## Exercise instructions
Recast the stretch from the start of the entries through the line containing "[186,396,281,589]" as a two-column CSV with the columns text and answer, one row per entry. Put each entry's text and its answer in a single quoted field each, with line breaks replaced by spaces.

------------------------------------------------------------------------

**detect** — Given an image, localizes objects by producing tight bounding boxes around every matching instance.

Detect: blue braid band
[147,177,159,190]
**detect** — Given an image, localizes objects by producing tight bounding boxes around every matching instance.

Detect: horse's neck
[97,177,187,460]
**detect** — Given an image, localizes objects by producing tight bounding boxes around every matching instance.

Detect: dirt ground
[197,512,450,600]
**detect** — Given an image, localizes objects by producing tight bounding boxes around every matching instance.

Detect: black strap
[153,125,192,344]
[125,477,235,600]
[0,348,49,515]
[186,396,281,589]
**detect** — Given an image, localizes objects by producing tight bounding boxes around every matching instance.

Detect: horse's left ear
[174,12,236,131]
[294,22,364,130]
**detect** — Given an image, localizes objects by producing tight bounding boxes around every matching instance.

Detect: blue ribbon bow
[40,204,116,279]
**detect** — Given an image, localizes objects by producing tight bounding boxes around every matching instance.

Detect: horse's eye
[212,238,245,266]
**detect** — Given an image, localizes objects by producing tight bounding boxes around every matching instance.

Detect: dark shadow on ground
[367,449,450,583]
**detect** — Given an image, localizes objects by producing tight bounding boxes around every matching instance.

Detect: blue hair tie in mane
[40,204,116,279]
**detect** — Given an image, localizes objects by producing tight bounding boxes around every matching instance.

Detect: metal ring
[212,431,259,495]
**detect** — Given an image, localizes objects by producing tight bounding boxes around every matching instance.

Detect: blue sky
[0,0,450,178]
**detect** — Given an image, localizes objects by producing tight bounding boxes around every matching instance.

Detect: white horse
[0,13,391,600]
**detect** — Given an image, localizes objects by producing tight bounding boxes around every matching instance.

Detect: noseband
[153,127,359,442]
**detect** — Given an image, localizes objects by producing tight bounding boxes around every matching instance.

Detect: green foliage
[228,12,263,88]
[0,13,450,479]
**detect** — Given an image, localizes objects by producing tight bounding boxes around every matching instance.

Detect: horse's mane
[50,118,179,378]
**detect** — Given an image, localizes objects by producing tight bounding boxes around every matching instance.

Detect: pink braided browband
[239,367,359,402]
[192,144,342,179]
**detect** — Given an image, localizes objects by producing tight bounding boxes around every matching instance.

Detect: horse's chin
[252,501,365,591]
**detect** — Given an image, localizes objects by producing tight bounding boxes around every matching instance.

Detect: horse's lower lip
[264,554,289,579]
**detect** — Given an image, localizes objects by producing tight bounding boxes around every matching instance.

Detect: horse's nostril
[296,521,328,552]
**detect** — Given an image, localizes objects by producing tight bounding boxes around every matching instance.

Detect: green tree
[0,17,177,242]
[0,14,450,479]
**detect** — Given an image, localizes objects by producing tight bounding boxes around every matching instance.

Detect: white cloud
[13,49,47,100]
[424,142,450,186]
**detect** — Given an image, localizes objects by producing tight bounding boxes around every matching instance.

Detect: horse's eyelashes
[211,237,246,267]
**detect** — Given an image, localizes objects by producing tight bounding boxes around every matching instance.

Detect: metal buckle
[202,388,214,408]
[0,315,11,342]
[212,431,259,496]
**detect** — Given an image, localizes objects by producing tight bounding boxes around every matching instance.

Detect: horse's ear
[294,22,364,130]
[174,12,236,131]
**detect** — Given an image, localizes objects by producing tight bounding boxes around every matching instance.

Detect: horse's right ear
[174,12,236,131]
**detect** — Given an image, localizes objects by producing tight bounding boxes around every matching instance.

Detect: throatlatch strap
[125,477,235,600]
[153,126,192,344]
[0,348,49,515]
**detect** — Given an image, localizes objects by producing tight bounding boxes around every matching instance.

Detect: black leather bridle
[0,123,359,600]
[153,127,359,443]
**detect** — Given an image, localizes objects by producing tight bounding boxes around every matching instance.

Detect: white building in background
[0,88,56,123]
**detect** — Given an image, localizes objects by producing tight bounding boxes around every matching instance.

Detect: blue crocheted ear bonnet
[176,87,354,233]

------------------------------------------------------------------------

## Result for this exercise
text,answer
"**detect** — Given an image, localizes objects by producing tight bounding boxes around every matching instance. Detect: blue braid band","[147,177,159,190]"
"**detect** — Given an image, localizes objects by producing tight bounding boxes around every matching instance. Detect: horse's neck","[97,177,187,460]"
"**detect** — Given an image, localizes objects by producing tight bounding boxes around every matching instance. Detect: dirt ground","[197,512,450,600]"
"**detect** — Given an image, localizes objects by producing tight bounding boxes around every matching instance. Detect: black strap","[153,125,192,344] [125,477,235,600] [0,348,49,515] [186,396,281,589]"